EXERCISE: Rescale the part of the records below that opens with the line containing "Target: dog's mouth" and runs through the end of the records. Reproduce every line in that part, requests included, with each pin coordinate in the answers multiplied by 0.85 and rounded to a whole number, halves rounding up.

(Excerpts of location labeling data)
##########
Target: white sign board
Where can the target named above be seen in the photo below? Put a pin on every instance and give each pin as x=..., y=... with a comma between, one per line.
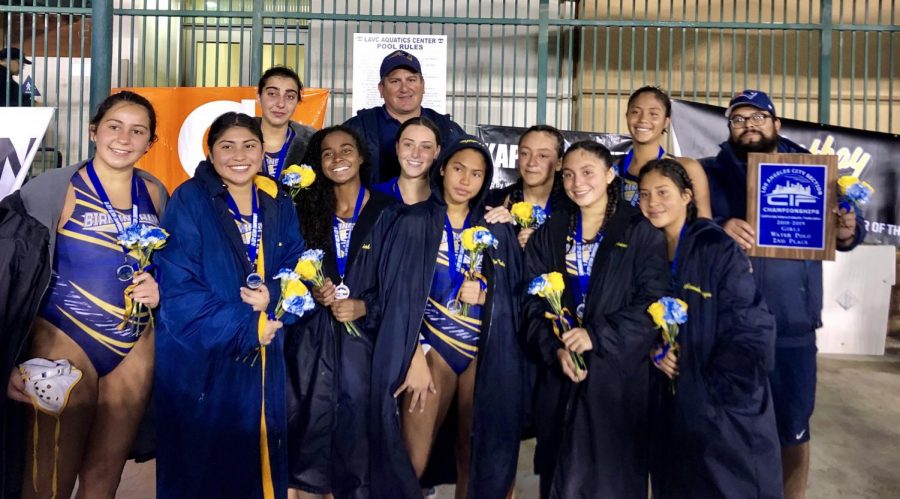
x=21, y=132
x=370, y=48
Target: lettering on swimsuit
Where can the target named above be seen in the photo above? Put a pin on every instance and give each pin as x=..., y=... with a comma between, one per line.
x=102, y=222
x=693, y=287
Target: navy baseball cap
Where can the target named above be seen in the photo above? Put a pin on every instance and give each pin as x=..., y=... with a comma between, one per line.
x=754, y=98
x=400, y=59
x=13, y=54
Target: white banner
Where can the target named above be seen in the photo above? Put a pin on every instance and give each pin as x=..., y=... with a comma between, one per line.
x=21, y=132
x=370, y=48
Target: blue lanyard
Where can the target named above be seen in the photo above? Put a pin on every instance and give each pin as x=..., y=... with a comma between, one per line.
x=253, y=245
x=626, y=163
x=281, y=154
x=342, y=246
x=395, y=188
x=629, y=156
x=454, y=263
x=583, y=271
x=104, y=199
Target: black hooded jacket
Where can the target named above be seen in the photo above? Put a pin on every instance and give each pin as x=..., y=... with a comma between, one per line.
x=592, y=437
x=329, y=371
x=407, y=269
x=716, y=434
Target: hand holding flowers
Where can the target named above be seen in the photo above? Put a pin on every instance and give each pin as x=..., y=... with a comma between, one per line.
x=144, y=239
x=474, y=241
x=551, y=286
x=853, y=193
x=528, y=215
x=667, y=314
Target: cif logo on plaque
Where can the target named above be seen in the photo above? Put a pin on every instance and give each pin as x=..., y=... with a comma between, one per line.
x=792, y=205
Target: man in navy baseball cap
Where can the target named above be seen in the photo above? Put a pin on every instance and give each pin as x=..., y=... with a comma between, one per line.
x=11, y=61
x=400, y=59
x=792, y=288
x=402, y=87
x=752, y=98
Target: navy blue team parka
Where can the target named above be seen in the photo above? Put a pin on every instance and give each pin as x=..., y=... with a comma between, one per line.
x=208, y=391
x=407, y=269
x=329, y=370
x=593, y=436
x=716, y=436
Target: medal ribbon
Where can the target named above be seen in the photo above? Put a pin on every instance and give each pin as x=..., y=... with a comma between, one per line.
x=253, y=245
x=342, y=246
x=626, y=162
x=454, y=262
x=583, y=271
x=289, y=137
x=673, y=266
x=104, y=200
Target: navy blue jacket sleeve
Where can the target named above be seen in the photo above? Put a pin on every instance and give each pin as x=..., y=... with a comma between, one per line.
x=625, y=335
x=187, y=297
x=744, y=348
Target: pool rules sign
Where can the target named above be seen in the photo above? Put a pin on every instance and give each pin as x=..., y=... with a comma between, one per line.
x=790, y=204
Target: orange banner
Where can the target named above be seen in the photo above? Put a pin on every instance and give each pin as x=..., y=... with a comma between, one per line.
x=183, y=116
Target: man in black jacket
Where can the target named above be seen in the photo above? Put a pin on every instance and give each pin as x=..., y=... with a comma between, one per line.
x=11, y=95
x=402, y=87
x=792, y=288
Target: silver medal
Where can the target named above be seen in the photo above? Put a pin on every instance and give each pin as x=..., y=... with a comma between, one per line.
x=341, y=291
x=254, y=281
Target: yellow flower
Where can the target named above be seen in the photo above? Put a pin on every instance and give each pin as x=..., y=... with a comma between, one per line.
x=306, y=173
x=845, y=181
x=522, y=212
x=657, y=311
x=468, y=238
x=266, y=185
x=306, y=269
x=556, y=282
x=295, y=288
x=307, y=176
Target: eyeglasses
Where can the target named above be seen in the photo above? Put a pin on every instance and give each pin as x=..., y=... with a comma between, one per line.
x=755, y=119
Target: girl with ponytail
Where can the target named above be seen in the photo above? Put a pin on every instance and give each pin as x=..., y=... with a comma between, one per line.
x=715, y=436
x=591, y=421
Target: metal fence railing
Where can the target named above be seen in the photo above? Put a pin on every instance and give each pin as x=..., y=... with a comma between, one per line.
x=568, y=63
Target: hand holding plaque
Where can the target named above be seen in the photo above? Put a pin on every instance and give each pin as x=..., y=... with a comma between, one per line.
x=790, y=201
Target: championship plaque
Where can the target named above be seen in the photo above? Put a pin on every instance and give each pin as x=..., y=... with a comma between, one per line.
x=790, y=198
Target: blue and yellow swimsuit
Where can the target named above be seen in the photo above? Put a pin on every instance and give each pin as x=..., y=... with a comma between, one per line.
x=85, y=299
x=453, y=336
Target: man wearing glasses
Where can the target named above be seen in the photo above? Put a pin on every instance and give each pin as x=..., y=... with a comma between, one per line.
x=792, y=288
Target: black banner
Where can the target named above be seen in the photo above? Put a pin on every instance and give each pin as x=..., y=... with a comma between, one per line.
x=698, y=129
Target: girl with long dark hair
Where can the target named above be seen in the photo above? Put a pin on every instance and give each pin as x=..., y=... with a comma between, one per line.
x=541, y=148
x=79, y=326
x=447, y=401
x=649, y=116
x=328, y=365
x=714, y=422
x=220, y=377
x=591, y=422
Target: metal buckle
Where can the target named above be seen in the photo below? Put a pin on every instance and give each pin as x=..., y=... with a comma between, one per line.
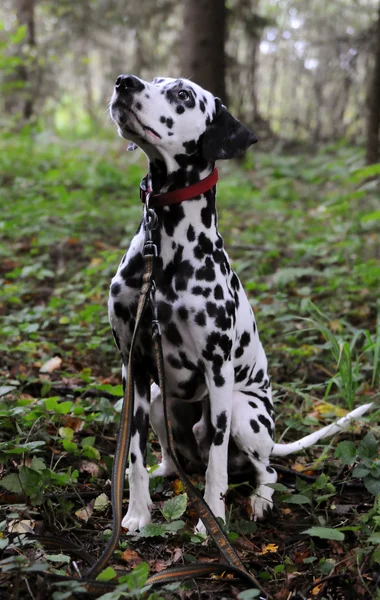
x=149, y=244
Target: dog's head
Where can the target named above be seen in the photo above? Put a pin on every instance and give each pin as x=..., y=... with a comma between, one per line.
x=176, y=116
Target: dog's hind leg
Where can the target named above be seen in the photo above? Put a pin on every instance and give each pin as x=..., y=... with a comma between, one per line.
x=157, y=419
x=252, y=430
x=140, y=502
x=220, y=388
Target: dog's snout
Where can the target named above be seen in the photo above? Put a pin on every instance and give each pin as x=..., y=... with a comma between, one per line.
x=128, y=83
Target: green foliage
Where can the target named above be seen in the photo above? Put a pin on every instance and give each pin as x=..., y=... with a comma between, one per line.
x=302, y=238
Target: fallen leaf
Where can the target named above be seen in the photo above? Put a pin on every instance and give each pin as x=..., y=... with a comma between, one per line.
x=86, y=466
x=325, y=408
x=101, y=502
x=316, y=590
x=131, y=557
x=85, y=513
x=24, y=526
x=177, y=487
x=51, y=365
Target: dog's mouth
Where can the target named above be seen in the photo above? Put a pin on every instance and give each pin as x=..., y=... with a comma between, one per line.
x=125, y=117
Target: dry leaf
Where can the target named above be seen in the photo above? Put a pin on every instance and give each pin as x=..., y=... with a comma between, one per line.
x=85, y=513
x=131, y=557
x=177, y=487
x=269, y=548
x=51, y=365
x=24, y=526
x=101, y=502
x=89, y=467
##########
RESULT BELOW:
Target: dog's mouth
Where can the target named above be seen in the photo above? Put a pin on every instance and give each pin as x=..., y=... with a comma between, one per line.
x=106, y=99
Target: dry leaf
Where can the target named above be seen in the photo above? Put a pin on every instance and give each pin as x=..., y=... with a comma between, one per line.
x=72, y=436
x=111, y=473
x=150, y=414
x=229, y=466
x=43, y=310
x=20, y=447
x=86, y=427
x=76, y=397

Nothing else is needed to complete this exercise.